[EXTRACTED TEXT Boundary: Start]

Sunday, July 09, 2006

The Jedi Team


Who says make believe isn't real? Here's proof that it is! My two boys Jacob and Andrew are not only brothers but best friends. As best friends they also help save the galaxy as "Fleeful & Ned". As you can plainly see from the evidence, Fleeful & Ned are part of a galaxy freeing "Jedi Team." They fight evil by apparently waving gigantic light sabers about while Ned, who is barely the size of Shaak Ti's head and shaped like a jelly bean, flails about causing evil to flee for it's life. As Fleeful uses the force, Shaak Ti appears to be auditioning for the next Mrs. Butterworth spot. Meanwhile, the famed jedi knight, Kit Fisto attempts to cut of his right leg in violent opposition to Skaak Ti breaking up the team through her commercial endeavors. Can she be persuaded to stop?!? Tune in next time for the "Jedi Team!!".... If only we adults could be so real.

Thursday, July 06, 2006

Brain Hemorrhage


Why can't some things just stay the same? Why, after so many years, do people or companies decided to suddenly change things supposedly improving them? As best as I can tell, my wife loves me. However, when making me a sandwich; with ham, cheese and mustard, she often questions how much she loves me. Don't get me wrong it's not because she doesn't want to make me a sandwich, the reason is because she risks life and limb to do so thanks to the company French's. The great American mustard company, in order to "improve" their product, switched from glass jars to plastic bottles. However, when they tried to "improve" their already great plastic bottle, they inadvertently threatened my wife's life who nearly hemorrhages in the brain trying to squeeze just the right amount of mustard on my sandwich. While in pain, she realizes it's too late and the bottle has let go in a diarrhetic fit flowing mustard not only on my sandwich but also on the counter in case I might want seconds.......Thanks French's!! How d'ya know I'd want seconds?

Wednesday, July 05, 2006

Launder with Care


Every so often in history mankind has a breakthrough in inventing. Be it the wheel, internal combustion engine, or the computer, we seem to always press forward in our achievements. However, there are other times when "inventors" miss the mark, so to speak, with their creations. I, being of sound mind, believe this is what happened to the idiot or idiots that created thong underwear. Even the name THONG conjures up images of worn sandals or perhaps a sport we're not familiar with. "Come on Tim what do ya say to a game of "Thong" before we go in for supper?" Nowadays, we're supposed to interpret the word and garment for that matter in a sexual way. I see no comparison here. Aside from the obvious, are we supposed to think undergarments that barley cover the "under"; all the while soiling themselves in cracks and crevices of the human body with their anus rope strung from top to bottom like dental floss, are sexy? To ask that question is to answer it leaving someone else to do the laundry.

Someone Else's Genius

Just seeing if this "awesome technological device" works right. You would totally think it wouldn't be hard to post a thought. But alas it is I, the one who turns seemingly easy everyday tasks into quests of extreme difficulty leaving the regular person to ask, "Is he for real!?" Anyway, I thought this picture was pretty cool because #1: I know the person who took it and #2: I was jealous that I didn't take it forcing me to accept someone else's genius. I hate when that happens!!

[EXTRACTED TEXT Boundary: End]
[DATA LISTING Boundary: Start]

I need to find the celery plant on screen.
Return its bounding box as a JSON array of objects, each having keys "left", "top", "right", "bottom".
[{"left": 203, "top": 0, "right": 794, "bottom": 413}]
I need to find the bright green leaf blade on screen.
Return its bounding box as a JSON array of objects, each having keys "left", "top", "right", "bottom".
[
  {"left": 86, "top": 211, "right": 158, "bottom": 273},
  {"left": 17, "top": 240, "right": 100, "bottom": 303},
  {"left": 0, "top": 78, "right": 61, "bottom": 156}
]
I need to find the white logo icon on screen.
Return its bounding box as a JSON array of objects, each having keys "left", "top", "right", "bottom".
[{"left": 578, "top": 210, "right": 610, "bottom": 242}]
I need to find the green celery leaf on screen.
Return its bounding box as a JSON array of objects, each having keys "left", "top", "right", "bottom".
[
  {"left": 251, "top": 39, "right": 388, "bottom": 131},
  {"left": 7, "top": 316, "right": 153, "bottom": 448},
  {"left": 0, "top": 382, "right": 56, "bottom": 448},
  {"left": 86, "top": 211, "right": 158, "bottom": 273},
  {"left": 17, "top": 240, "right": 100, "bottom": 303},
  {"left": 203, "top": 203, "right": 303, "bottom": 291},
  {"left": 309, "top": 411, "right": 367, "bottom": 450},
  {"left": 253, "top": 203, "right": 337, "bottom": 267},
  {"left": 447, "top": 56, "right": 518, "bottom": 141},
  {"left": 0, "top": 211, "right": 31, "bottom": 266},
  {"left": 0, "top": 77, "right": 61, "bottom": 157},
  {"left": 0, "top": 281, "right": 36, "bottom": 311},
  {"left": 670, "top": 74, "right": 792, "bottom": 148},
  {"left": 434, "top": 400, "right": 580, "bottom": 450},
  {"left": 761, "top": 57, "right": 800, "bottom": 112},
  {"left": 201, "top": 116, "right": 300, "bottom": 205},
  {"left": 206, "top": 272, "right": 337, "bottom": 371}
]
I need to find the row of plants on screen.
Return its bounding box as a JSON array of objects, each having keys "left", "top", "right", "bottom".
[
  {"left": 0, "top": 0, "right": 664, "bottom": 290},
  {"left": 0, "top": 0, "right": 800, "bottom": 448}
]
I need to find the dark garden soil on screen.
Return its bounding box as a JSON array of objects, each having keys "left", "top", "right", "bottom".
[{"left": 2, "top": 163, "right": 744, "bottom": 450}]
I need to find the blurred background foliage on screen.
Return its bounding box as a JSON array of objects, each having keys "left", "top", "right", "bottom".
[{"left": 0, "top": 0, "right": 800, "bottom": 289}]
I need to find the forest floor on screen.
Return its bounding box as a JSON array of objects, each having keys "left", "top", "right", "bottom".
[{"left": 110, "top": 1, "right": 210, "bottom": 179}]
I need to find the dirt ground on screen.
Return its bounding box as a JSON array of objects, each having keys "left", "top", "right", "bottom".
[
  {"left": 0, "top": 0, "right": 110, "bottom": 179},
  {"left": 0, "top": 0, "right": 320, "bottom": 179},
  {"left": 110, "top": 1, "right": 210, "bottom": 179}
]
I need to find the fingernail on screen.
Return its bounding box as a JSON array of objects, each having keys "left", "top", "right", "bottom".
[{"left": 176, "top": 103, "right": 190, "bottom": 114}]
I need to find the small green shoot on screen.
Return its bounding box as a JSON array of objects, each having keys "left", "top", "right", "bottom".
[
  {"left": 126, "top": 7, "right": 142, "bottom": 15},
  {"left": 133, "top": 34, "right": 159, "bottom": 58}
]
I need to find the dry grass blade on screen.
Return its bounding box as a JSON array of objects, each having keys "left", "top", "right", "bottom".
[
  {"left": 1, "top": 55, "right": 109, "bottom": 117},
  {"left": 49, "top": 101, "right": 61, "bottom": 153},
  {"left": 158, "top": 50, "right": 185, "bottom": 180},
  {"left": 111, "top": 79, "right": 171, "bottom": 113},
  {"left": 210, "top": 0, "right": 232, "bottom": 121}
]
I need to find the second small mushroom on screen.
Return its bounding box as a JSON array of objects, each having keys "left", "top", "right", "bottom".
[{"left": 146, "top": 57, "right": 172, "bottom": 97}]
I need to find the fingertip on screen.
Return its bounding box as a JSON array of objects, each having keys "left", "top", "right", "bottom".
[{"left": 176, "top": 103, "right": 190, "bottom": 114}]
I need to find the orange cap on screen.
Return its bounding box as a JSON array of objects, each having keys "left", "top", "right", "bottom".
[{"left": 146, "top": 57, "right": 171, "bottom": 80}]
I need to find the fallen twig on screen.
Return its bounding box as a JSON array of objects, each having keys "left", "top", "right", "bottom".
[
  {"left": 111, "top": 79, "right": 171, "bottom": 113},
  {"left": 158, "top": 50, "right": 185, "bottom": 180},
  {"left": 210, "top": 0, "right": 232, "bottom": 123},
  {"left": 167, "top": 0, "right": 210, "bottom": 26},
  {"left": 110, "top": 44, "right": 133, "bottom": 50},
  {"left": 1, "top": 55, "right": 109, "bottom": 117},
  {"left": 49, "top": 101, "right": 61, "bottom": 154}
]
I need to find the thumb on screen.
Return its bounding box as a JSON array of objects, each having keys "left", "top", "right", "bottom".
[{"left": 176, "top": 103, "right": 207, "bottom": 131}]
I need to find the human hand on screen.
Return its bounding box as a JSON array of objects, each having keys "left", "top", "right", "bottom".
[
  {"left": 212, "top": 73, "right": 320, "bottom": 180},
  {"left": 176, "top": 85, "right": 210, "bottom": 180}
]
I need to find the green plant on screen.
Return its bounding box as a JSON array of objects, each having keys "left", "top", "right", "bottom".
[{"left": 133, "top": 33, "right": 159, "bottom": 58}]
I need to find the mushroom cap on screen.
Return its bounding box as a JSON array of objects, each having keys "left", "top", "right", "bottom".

[DATA LISTING Boundary: End]

* INSTRUCTIONS FOR THE TASK:
Write out the blog text word for word from "Who says make" up to and including "be so real.".

* SOLVED EXERCISE:
Who says make believe isn't real? Here's proof that it is! My two boys Jacob and Andrew are not only brothers but best friends. As best friends they also help save the galaxy as "Fleeful & Ned". As you can plainly see from the evidence, Fleeful & Ned are part of a galaxy freeing "Jedi Team." They fight evil by apparently waving gigantic light sabers about while Ned, who is barely the size of Shaak Ti's head and shaped like a jelly bean, flails about causing evil to flee for it's life. As Fleeful uses the force, Shaak Ti appears to be auditioning for the next Mrs. Butterworth spot. Meanwhile, the famed jedi knight, Kit Fisto attempts to cut of his right leg in violent opposition to Skaak Ti breaking up the team through her commercial endeavors. Can she be persuaded to stop?!? Tune in next time for the "Jedi Team!!".... If only we adults could be so real.